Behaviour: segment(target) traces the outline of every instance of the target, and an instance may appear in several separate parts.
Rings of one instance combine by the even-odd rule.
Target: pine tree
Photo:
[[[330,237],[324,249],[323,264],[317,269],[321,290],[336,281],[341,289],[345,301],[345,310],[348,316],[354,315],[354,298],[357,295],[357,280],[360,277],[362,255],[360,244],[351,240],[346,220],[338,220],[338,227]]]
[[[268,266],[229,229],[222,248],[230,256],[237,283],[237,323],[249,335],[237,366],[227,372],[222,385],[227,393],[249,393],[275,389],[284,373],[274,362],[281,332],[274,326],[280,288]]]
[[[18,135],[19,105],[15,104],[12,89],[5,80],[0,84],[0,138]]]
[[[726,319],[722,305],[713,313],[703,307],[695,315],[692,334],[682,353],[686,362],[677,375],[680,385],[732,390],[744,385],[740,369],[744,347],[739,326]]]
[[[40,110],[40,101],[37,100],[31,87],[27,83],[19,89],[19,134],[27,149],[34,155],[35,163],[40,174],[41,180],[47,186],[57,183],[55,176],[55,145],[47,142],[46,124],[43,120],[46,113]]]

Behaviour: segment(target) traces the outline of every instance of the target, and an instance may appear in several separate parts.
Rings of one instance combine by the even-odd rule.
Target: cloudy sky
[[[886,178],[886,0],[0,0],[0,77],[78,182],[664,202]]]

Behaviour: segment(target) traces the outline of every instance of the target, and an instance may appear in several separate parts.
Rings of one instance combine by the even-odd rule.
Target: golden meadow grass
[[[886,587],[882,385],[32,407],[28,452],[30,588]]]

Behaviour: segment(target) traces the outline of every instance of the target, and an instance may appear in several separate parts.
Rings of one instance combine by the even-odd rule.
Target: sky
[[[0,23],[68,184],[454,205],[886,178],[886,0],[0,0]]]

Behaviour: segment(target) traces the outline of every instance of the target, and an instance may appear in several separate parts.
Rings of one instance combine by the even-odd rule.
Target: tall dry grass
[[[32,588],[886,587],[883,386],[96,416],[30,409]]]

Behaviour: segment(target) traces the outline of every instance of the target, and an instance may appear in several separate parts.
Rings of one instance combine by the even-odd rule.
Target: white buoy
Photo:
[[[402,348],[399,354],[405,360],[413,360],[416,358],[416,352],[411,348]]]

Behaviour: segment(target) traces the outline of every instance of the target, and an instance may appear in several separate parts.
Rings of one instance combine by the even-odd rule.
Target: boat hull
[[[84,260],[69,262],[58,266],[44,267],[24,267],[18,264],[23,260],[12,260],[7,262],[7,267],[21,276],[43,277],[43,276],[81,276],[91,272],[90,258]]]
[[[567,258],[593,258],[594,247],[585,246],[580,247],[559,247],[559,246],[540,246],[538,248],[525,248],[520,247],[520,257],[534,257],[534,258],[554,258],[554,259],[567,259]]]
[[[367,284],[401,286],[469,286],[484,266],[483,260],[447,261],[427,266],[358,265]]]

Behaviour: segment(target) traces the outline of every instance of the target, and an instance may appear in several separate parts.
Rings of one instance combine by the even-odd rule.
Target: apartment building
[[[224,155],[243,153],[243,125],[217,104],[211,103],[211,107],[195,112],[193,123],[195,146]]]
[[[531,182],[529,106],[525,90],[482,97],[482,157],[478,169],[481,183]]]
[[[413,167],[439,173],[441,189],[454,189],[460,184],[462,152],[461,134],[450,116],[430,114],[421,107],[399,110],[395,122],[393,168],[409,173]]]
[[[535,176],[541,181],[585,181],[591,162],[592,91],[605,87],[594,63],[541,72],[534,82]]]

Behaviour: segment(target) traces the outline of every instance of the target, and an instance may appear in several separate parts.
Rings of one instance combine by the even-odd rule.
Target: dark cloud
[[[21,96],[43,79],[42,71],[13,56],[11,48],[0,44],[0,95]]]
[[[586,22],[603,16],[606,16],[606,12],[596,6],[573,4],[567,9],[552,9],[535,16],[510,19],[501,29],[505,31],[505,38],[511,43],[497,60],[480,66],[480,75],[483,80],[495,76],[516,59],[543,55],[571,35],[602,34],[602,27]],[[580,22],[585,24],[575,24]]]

What you are asked to do — Rewrite all of the material above, replacing "even-odd rule" with "nonzero winding rule" wherever it appears and leaving everything else unchanged.

Solution to the exercise —
Behaviour: segment(target) traces the outline of every instance of the target, and an instance may appear in several separate parts.
Rings of one instance combine by the nonzero winding rule.
Target: pine tree
Photo:
[[[330,237],[324,249],[323,264],[317,269],[321,290],[336,281],[341,289],[345,301],[345,310],[348,316],[354,315],[354,298],[357,295],[357,280],[360,277],[362,255],[360,244],[351,240],[346,220],[338,220],[338,227]]]
[[[268,266],[229,229],[222,248],[230,256],[237,283],[237,323],[249,335],[237,366],[227,372],[222,385],[227,393],[249,393],[275,389],[284,373],[274,362],[281,332],[274,326],[280,288]]]
[[[18,135],[19,105],[15,104],[12,89],[5,80],[0,84],[0,138]]]
[[[726,319],[722,305],[713,313],[703,307],[695,315],[692,334],[682,353],[686,362],[677,375],[680,385],[732,390],[744,385],[740,369],[744,347],[739,326]]]
[[[40,110],[40,101],[37,100],[31,87],[27,83],[19,89],[19,134],[27,149],[34,155],[35,163],[40,174],[41,180],[47,186],[57,183],[55,176],[55,145],[47,142],[46,124],[43,120],[46,113]]]

Behaviour: segment(target) traces the outline of every instance of the target, and an instance may appear in several separate parts.
Rings of one instance combine by the nonzero winding rule.
Target: cloudy sky
[[[886,178],[886,0],[0,0],[0,77],[78,182],[664,202]]]

Behaviour: segment(target) traces the outline of every instance of the target, and an instance may appear in several separate parts.
Rings of one instance combine by the nonzero winding rule.
Target: golden meadow grass
[[[886,587],[882,385],[32,407],[28,452],[30,588]]]

Behaviour: segment(target) traces the outline of every instance of the target, and an instance may appear in several separate parts.
Rings of one instance combine by the nonzero winding rule.
Target: sky
[[[0,23],[68,184],[454,205],[886,178],[886,0],[0,0]]]

Behaviour: segment(target) traces the outline of every instance of the target, and an instance may appear in several separate parts.
Rings of one instance combine by the nonzero winding rule.
Target: tall dry grass
[[[32,588],[886,587],[883,386],[96,416],[30,409]]]

Behaviour: segment(target) traces the outline of every instance of the target, and an instance may appear in several separate parts.
Rings of one instance combine by the nonzero winding rule.
Target: white buoy
Photo:
[[[402,348],[399,354],[405,360],[413,360],[416,358],[416,352],[411,348]]]

Behaviour: segment(target) traces the outline of every instance of the target, and an instance may appear in several separate parts.
Rings of one instance combine by the nonzero winding rule.
Target: boat hull
[[[84,260],[69,262],[58,266],[44,267],[24,267],[18,264],[23,260],[12,260],[7,262],[7,267],[21,276],[43,277],[43,276],[81,276],[91,272],[90,258]]]
[[[567,258],[593,258],[594,247],[585,246],[580,247],[559,247],[559,246],[540,246],[538,248],[525,248],[520,247],[520,257],[534,257],[534,258],[554,258],[554,259],[567,259]]]
[[[367,284],[401,286],[469,286],[484,266],[483,260],[447,261],[427,266],[358,265]]]

Behaviour: segment(target) traces the outline of every instance of the target, and an instance may appear in several separate parts.
Rings of one instance combine by the nonzero winding rule.
Target: apartment building
[[[224,155],[243,153],[243,125],[217,104],[211,103],[211,107],[195,112],[193,123],[195,146]]]
[[[531,182],[529,106],[525,90],[482,97],[482,157],[478,169],[481,183]]]
[[[413,167],[439,173],[441,189],[454,189],[460,184],[462,152],[461,134],[450,116],[430,114],[421,107],[399,110],[395,122],[393,168],[409,173]]]
[[[535,176],[541,181],[585,181],[591,162],[592,91],[605,87],[594,63],[541,72],[534,82]]]

Behaviour: segment(target) traces the outline of every instance of the target, and an instance may appear in several separate parts.
Rings of one instance combine by the nonzero winding rule.
Target: dark cloud
[[[21,96],[43,79],[42,71],[13,56],[11,48],[0,44],[0,95]]]
[[[586,22],[603,16],[606,16],[606,12],[596,6],[573,4],[567,9],[552,9],[535,16],[510,19],[501,29],[505,31],[505,38],[511,43],[497,60],[480,66],[480,75],[483,80],[495,76],[516,59],[543,55],[571,35],[602,34],[602,27]],[[580,22],[585,24],[575,24]]]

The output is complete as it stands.